Stored records:

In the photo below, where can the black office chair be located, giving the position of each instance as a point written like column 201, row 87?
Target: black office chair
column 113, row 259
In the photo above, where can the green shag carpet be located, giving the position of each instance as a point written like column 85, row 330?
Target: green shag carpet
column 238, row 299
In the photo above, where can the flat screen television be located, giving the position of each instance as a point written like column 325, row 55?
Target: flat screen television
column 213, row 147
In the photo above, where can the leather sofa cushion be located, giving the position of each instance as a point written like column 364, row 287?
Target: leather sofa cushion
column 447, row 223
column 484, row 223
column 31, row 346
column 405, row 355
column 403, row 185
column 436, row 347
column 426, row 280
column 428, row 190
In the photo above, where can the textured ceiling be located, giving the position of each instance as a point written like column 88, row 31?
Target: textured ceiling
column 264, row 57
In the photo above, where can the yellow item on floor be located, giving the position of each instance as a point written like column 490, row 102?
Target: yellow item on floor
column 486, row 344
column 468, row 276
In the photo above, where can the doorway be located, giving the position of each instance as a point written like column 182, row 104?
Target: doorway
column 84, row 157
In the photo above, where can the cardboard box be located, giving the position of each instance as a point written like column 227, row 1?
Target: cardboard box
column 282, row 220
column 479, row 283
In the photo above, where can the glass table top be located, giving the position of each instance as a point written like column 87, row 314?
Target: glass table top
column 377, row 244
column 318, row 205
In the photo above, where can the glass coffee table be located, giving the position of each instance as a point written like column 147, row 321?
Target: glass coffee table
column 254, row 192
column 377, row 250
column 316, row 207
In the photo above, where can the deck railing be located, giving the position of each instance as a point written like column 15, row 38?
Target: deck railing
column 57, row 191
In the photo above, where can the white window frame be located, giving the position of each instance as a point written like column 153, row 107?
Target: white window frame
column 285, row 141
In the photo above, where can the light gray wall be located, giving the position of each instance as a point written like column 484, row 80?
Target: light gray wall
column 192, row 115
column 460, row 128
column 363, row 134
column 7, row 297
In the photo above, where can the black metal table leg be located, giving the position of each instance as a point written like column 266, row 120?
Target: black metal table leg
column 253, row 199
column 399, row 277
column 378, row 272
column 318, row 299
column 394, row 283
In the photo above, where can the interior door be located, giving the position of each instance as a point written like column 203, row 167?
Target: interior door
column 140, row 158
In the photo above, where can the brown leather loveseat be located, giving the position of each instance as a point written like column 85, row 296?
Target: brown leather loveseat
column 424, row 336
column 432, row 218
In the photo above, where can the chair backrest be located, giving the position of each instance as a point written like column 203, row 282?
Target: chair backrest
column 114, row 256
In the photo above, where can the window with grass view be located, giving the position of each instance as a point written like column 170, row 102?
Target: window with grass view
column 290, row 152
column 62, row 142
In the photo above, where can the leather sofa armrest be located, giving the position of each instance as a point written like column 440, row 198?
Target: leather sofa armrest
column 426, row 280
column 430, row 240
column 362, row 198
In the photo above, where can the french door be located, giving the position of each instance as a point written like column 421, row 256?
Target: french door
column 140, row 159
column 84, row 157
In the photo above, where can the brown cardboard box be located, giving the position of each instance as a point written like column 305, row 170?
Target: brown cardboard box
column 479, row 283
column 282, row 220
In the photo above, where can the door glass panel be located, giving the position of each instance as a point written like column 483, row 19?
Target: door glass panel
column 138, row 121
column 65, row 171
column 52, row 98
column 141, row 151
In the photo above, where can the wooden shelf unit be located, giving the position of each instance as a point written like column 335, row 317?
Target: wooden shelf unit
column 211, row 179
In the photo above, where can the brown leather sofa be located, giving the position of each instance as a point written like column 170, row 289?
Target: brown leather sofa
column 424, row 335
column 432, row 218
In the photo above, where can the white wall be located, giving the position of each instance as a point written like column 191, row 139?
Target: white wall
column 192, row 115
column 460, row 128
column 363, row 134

— What is needed —
Copy every one of the rows above verbatim, keeping each line unchanged and in its original order.

— Task response —
In the photo below, where can the black office chair be located, giving the position of each instance as a point written like column 201, row 87?
Target: black office chair
column 113, row 259
In the photo above, where can the green shag carpet be located, giving the position of each instance as a point written like column 85, row 330?
Target: green shag carpet
column 238, row 299
In the photo above, where can the flat screen television be located, giving the position of each instance as a point written like column 325, row 55?
Target: flat screen television
column 213, row 147
In the photo above, where can the leather sofa cushion be located, giving the position of each instance as a point written like column 364, row 287?
Target: leather sofa cushion
column 447, row 223
column 484, row 223
column 31, row 346
column 405, row 355
column 403, row 185
column 436, row 347
column 426, row 280
column 428, row 190
In the photo above, where can the textured ceiling be located, giving the position of each instance as a point written like column 88, row 31?
Target: textured ceiling
column 264, row 57
In the photo above, where can the yellow item on floor be located, giving the position of each instance as a point written like column 490, row 102?
Target: yellow item on floor
column 486, row 344
column 468, row 276
In the photo above, where can the doorway be located, giving the position of each instance as a point written like column 182, row 104?
Target: doorway
column 84, row 157
In the photo above, where can the cardboard box be located, giving the position of each instance as a point written like column 227, row 1?
Target: cardboard box
column 282, row 220
column 479, row 283
In the photo above, where can the glass table top be located, giving the position of each instance as a point written like column 87, row 314?
Target: glass table top
column 377, row 244
column 318, row 205
In the photo above, where can the glass coffee table be located, giving the position of each instance as a point written like column 147, row 321?
Target: glass coffee table
column 254, row 192
column 377, row 250
column 316, row 207
In the photo above, where can the deck railing be located, giving the position of each instance as a point written like column 15, row 38?
Target: deck railing
column 57, row 191
In the photo above, where can the white window frame be located, giving the position of each instance as a point written like column 153, row 107?
Target: white window frame
column 285, row 141
In the photo above, where can the light gray wall be located, giving the position of each instance as a point written like column 484, row 80?
Target: light gray wall
column 192, row 115
column 460, row 128
column 363, row 134
column 7, row 297
In the photo above, where can the black metal table leg be located, giving the position of each instance as a point written like column 266, row 120?
Target: black metal table leg
column 253, row 199
column 399, row 277
column 378, row 272
column 318, row 299
column 394, row 283
In the photo above, where can the interior door be located, giving the position of each instance as a point written like column 203, row 167?
Target: interior door
column 140, row 158
In the photo above, where can the brown leather loveseat be located, giving the position of each instance as a point written like column 85, row 296?
Target: brown leather loveseat
column 424, row 336
column 432, row 218
In the photo above, where can the chair backrest be located, giving the position of each instance as a point written like column 203, row 282?
Target: chair backrest
column 114, row 256
In the photo above, where can the window with grass view be located, giving the position of each instance as a point written like column 170, row 102?
Target: window with grass view
column 290, row 152
column 62, row 142
In the photo above, where can the leather sofa armrest be located, giving the position of each instance as a point written like column 440, row 198?
Target: leather sofa armrest
column 426, row 280
column 430, row 240
column 362, row 198
In the photo above, where can the french door be located, giving the position of each instance as a point written like column 421, row 256?
Target: french door
column 140, row 159
column 84, row 157
In the photo above, where can the brown cardboard box be located, giving the position of each instance as a point written like column 305, row 170?
Target: brown cardboard box
column 479, row 283
column 282, row 220
In the photo above, where can the door glass panel be located, giving the position of each instance as a point written like column 483, row 19?
Target: door glass panel
column 138, row 121
column 65, row 171
column 52, row 98
column 141, row 151
In the photo above, where can the wooden shelf unit be located, giving the position of each instance as a point written like column 335, row 317?
Target: wooden shelf unit
column 211, row 179
In the photo above, where can the brown leather sofa be located, giving the position of each instance as a point written like column 170, row 289?
Target: brown leather sofa
column 424, row 335
column 432, row 218
In the photo above, where can the white wall be located, giving the position of each instance as a point written like column 191, row 139?
Target: white wall
column 192, row 115
column 460, row 128
column 363, row 134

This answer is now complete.